Excerpted data
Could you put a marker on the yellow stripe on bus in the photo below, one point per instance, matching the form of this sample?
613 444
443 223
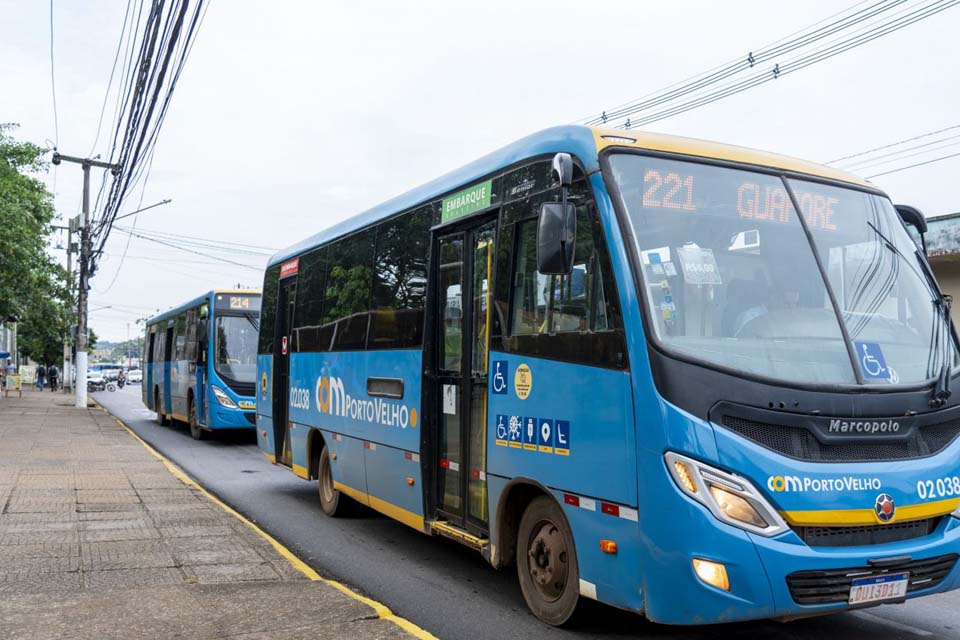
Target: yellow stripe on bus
866 517
386 508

Problem description
Your task is to repeat the data above exactly while excluding the pictures.

Solved exercise
Could you put a marker on the yellow stripe on bus in the photo below, one point per instance, matching the form of this sample?
613 444
443 223
Target: yellow stripe on bus
866 517
386 508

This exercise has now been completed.